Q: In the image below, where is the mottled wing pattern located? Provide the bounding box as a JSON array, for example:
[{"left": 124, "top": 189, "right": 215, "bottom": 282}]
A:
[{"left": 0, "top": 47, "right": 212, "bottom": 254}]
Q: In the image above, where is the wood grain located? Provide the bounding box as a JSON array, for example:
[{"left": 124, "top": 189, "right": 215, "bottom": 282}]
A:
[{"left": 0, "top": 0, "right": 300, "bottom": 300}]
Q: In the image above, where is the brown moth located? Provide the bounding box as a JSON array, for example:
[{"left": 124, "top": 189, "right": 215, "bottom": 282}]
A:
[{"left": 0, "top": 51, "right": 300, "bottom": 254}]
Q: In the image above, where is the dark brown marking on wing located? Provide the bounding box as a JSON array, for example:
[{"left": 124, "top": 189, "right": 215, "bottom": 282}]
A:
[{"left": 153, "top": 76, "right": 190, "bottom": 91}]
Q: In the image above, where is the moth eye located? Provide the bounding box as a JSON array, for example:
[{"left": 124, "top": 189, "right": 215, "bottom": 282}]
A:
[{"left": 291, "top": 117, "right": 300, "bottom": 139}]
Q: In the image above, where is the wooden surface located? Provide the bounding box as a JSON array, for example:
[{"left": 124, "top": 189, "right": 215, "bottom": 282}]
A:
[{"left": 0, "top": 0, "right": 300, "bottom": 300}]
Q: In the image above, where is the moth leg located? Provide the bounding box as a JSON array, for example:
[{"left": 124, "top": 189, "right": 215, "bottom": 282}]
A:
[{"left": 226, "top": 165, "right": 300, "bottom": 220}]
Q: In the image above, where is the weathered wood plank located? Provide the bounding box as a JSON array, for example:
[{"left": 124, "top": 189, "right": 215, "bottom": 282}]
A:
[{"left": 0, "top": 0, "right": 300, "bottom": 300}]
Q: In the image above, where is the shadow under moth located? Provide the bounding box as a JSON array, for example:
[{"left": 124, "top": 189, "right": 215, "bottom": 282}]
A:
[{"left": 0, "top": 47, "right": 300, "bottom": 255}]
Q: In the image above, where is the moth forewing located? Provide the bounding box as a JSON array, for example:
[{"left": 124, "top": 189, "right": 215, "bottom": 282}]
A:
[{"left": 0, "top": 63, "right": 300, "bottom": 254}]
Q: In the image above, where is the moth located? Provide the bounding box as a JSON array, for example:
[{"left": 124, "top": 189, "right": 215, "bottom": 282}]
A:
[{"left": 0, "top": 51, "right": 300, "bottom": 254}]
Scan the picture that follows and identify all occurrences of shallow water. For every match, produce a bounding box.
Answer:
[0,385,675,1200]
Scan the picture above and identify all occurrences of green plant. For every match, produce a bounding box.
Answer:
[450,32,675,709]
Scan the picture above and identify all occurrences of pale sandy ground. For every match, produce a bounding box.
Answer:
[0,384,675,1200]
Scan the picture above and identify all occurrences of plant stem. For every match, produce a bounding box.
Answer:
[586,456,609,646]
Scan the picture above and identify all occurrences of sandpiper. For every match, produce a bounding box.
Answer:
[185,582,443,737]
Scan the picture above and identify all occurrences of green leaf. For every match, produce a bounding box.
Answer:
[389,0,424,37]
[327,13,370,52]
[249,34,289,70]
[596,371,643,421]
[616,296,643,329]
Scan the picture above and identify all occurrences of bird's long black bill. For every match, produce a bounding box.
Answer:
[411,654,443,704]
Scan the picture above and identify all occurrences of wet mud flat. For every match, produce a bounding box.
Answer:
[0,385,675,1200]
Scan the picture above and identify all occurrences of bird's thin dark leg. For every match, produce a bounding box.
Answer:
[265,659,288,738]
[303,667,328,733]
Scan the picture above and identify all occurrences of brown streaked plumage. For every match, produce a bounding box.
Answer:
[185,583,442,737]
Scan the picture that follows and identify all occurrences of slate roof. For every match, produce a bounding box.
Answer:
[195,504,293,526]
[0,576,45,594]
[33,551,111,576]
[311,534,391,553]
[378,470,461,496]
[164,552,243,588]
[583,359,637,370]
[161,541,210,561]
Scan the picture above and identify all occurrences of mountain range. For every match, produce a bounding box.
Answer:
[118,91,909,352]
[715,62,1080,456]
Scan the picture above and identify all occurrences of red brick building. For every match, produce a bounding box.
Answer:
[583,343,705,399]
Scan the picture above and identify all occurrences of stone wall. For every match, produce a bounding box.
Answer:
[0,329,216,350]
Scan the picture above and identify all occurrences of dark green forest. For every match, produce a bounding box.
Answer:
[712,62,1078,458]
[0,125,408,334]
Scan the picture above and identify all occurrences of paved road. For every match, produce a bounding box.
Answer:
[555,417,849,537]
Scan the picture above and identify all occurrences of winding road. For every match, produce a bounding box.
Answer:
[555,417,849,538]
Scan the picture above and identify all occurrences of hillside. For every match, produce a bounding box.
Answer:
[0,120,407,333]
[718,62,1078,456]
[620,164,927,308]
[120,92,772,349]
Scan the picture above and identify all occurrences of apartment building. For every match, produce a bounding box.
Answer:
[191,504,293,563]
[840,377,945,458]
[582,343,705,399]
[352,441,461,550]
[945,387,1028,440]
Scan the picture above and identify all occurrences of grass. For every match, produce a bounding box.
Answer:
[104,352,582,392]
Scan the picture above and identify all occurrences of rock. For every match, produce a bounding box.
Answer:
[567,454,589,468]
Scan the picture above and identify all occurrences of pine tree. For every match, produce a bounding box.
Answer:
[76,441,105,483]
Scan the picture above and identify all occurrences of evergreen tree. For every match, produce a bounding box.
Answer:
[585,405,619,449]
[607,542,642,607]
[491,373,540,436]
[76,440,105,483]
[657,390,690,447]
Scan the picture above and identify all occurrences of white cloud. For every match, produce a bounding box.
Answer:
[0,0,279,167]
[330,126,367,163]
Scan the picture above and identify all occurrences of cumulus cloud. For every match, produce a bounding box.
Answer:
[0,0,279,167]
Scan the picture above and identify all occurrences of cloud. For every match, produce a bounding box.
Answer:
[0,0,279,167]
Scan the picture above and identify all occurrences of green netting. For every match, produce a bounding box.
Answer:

━━━━━━━━━━━━━━━━━━━━

REQUEST: Retype the data above line for line, without changing anything.

RIGHT ANSWER:
Q: In the image below, where is the mottled wing pattern located? Provide the bounding box as a JSON array, for example:
[{"left": 124, "top": 189, "right": 215, "bottom": 282}]
A:
[{"left": 0, "top": 47, "right": 212, "bottom": 254}]
Q: In the image above, where is the wood grain located? Provide the bounding box as a JSON array, for example:
[{"left": 124, "top": 189, "right": 215, "bottom": 282}]
A:
[{"left": 0, "top": 0, "right": 300, "bottom": 300}]
Q: In the image above, where is the brown moth located? Provide the bounding box as a JSON array, for example:
[{"left": 124, "top": 189, "right": 215, "bottom": 282}]
A:
[{"left": 0, "top": 51, "right": 300, "bottom": 254}]
Q: In the image above, where is the dark brown marking on wing located? Provide the bounding box as a JSON array, for example:
[{"left": 124, "top": 189, "right": 215, "bottom": 282}]
A:
[{"left": 153, "top": 76, "right": 190, "bottom": 91}]
Q: In the image above, where is the moth eye located? Provide the bounding box as a JSON array, for example:
[{"left": 124, "top": 189, "right": 215, "bottom": 282}]
A:
[{"left": 291, "top": 117, "right": 300, "bottom": 139}]
Q: In the image above, where is the wooden surface located? Provide the bounding box as a JSON array, for example:
[{"left": 124, "top": 189, "right": 215, "bottom": 282}]
A:
[{"left": 0, "top": 0, "right": 300, "bottom": 300}]
Q: In the image above, where is the moth leg located? Provide the bounding box as a JSON array, for example:
[{"left": 124, "top": 189, "right": 215, "bottom": 282}]
A:
[{"left": 226, "top": 165, "right": 300, "bottom": 220}]
Q: In the image above, where is the weathered wood plank located? Provide the bounding box as a JSON array, for example:
[{"left": 124, "top": 189, "right": 215, "bottom": 282}]
A:
[{"left": 0, "top": 0, "right": 300, "bottom": 300}]
Q: In the image above, where is the shadow under moth located? Provide the bounding box as a JSON array, for example:
[{"left": 124, "top": 189, "right": 215, "bottom": 282}]
A:
[{"left": 0, "top": 47, "right": 300, "bottom": 255}]
Q: In the image above, where is the moth forewing located? Provide the bounding box as a JSON array, for example:
[{"left": 124, "top": 189, "right": 215, "bottom": 282}]
A:
[{"left": 0, "top": 63, "right": 300, "bottom": 254}]
Q: In the image above, where is the moth located? Provide the bounding box as a JSON array, for example:
[{"left": 124, "top": 189, "right": 215, "bottom": 282}]
A:
[{"left": 0, "top": 51, "right": 300, "bottom": 254}]
Scan the picture that follows and identify all occurrences of shallow water. For every match, produce a bounding box.
Answer:
[0,385,675,1200]
Scan the picture above and identify all occurrences of green plant. For every match, produce a bounding box.
Answer:
[450,32,675,709]
Scan the picture above and identify all occurrences of pale sandy ground. For every match, produce a bounding box.
Answer:
[0,384,675,1200]
Scan the picture above and identify all occurrences of plant stem. For every match, produce a bounding box.
Answer:
[586,456,609,646]
Scan the picture above and identify all occurrences of sandpiper. For every match, produce a bounding box.
Answer:
[185,582,443,737]
Scan the picture above and identify all occurrences of green leaf. For every match, produce a bounding box.
Answer:
[389,0,424,37]
[327,13,370,52]
[249,34,289,70]
[596,371,643,421]
[616,296,643,329]
Scan the picture above and identify all occurrences of bird's long black bill. For every match, produce a bounding box.
Answer:
[411,654,443,704]
Scan the picture above and identify all occurrences of wet mud flat. For every match, produce a bounding box.
Answer:
[0,385,675,1200]
Scan the picture above and identify all occurrences of bird's thin dark leg. For every match, produce a bounding box.
Answer:
[265,659,288,738]
[303,667,328,733]
Scan the picture above and identify all occurrences of brown streaked plumage. For every match, produce a bounding box.
Answer:
[185,583,442,737]
Scan the picture that follows and identify all occurrences of slate roof. For every match, produce a bounding box.
Answer:
[195,504,293,526]
[0,576,45,594]
[33,551,111,576]
[311,534,391,553]
[378,470,461,496]
[164,552,243,588]
[583,359,637,370]
[161,541,210,561]
Scan the picture above and identify all occurrences of mountain range. For every match, produce a bounding box.
Answer:
[118,91,909,352]
[715,62,1080,456]
Scan the picture above and identify all occurrences of red brick building. For every match, produce a bounding box.
Answer:
[583,343,705,399]
Scan the picture above and identify all occurrences of stone wall. For every match, produce a bounding box.
Answer:
[0,329,216,350]
Scan the picture above and identify all occurrences of dark green forest. For every match, produce a bounding box.
Answer:
[712,62,1078,458]
[0,125,408,334]
Scan the picture above and identify all occurrences of paved road. For every match, produce a bounding box.
Answer:
[555,417,849,537]
Scan the picture above and identify all occurrences of winding road. For every match, produce a bounding box.
Answer:
[555,417,849,538]
Scan the picture above and identify all occurrences of hillside. For every match, produce a bounding box.
Answer:
[0,120,407,333]
[718,62,1078,456]
[620,164,927,308]
[120,92,772,349]
Scan the picture above and identify all occurrences of apartment building. For every match, produce a bounding box.
Answer:
[191,504,293,563]
[840,377,945,458]
[582,343,705,399]
[352,441,461,550]
[945,387,1028,440]
Scan the picture above and identify all occurrences of grass. For every match, produce a bounding box.
Answer:
[104,352,582,392]
Scan the picture above and identify all occurrences of rock. For every match, produce a bounding box.
Answer:
[567,454,589,468]
Scan the picture above and identify all occurrences of pine tree. For every match, produce a bounding box.
Answer:
[76,441,105,483]
Scan the picture above and identify all occurrences of evergreen tree. For every match, produce a bounding box.
Answer:
[585,405,619,449]
[607,542,642,607]
[491,373,540,436]
[76,440,105,483]
[657,390,690,447]
Scan the picture above and identify all occurrences of white cloud. For every match, produce a bounding box.
Answer:
[0,0,279,167]
[330,126,367,163]
Scan the picture above and identify all occurrences of cumulus cloud. For every match, produce a bounding box.
Answer:
[0,0,279,167]
Scan the picture above and identify all occurrences of cloud. For every match, produce a bounding box.
Answer:
[0,0,279,167]
Scan the picture above and identify all occurrences of green netting. For every match, produce a bounding box.
Answer:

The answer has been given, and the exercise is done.